» WORK TO COMPLETE
Quote verbatim the lines of the records starting with the line containing "For the benchmark, point out every instance of the air" and going on through the line containing "point(410, 149)".

» THE INPUT
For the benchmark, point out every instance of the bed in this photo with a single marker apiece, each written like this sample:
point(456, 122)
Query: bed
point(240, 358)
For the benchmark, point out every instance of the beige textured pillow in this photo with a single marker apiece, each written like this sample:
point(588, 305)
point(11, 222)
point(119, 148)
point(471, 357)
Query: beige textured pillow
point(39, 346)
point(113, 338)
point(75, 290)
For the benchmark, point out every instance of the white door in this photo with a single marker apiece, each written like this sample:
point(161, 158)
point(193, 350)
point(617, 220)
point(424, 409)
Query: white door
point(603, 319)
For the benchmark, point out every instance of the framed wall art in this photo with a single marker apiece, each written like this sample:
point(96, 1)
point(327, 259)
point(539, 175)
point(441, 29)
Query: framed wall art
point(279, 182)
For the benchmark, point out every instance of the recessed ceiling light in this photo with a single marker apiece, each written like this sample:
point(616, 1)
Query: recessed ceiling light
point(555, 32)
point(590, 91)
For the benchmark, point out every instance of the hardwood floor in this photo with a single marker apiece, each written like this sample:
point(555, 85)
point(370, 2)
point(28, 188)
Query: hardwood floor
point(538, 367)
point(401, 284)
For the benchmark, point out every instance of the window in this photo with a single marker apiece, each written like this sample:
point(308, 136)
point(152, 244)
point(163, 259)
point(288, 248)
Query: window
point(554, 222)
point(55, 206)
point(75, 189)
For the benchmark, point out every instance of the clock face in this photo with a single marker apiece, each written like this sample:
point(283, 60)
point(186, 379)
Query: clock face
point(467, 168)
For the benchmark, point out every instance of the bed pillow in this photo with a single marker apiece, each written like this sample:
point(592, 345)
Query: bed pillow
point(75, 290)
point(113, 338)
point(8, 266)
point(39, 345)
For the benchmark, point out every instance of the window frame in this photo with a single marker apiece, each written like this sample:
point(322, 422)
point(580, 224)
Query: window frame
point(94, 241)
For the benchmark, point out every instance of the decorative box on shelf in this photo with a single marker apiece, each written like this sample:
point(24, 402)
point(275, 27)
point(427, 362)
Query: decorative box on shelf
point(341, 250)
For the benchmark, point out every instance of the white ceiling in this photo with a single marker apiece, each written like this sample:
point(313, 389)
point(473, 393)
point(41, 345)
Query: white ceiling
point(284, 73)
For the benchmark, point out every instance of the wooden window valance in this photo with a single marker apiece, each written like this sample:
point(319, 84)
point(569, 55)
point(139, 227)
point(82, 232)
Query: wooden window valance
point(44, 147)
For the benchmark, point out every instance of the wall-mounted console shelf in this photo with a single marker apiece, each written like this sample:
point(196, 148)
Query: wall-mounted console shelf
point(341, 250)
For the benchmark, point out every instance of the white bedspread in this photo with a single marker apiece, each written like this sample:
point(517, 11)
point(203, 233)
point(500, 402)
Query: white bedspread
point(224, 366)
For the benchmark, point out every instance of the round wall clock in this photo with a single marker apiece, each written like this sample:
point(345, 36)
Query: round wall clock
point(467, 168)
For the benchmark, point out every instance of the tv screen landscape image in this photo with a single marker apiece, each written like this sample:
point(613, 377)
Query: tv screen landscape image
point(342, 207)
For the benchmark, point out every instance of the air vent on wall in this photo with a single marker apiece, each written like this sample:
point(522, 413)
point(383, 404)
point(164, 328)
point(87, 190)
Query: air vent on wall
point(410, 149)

...

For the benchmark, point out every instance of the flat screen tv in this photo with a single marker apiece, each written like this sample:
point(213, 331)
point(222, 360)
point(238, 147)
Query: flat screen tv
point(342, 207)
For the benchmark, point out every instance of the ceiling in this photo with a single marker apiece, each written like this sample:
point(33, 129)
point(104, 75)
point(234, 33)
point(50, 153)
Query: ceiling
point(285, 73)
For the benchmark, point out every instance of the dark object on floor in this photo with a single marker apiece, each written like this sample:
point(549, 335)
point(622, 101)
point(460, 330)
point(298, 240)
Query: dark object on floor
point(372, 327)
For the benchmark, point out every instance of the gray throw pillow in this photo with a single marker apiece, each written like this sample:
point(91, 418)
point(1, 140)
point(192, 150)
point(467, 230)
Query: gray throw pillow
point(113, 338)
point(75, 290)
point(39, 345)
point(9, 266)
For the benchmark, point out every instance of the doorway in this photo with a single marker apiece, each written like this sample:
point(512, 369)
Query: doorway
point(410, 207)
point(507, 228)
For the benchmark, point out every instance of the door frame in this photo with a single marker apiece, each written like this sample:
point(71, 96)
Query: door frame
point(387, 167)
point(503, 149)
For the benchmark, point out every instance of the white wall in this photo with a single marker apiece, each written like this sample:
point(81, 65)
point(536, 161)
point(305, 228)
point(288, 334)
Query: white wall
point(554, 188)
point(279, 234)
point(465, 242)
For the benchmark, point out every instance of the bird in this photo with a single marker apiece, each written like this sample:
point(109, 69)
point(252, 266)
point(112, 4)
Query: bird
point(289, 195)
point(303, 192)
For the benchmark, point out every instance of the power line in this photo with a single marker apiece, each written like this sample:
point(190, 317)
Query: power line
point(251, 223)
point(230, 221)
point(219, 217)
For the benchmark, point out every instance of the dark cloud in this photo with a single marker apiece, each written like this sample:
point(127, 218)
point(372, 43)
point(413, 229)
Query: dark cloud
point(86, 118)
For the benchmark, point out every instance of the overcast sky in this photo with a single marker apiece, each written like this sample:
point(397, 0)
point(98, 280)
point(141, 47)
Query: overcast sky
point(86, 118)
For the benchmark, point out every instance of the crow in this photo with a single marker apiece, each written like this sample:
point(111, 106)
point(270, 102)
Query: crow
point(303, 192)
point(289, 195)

» EXERCISE SOLUTION
For the benchmark, point out every instance of the air vent on wall in this photo with a single marker apiece, each written like this sample:
point(522, 413)
point(383, 404)
point(164, 328)
point(87, 190)
Query: air vent on wall
point(410, 149)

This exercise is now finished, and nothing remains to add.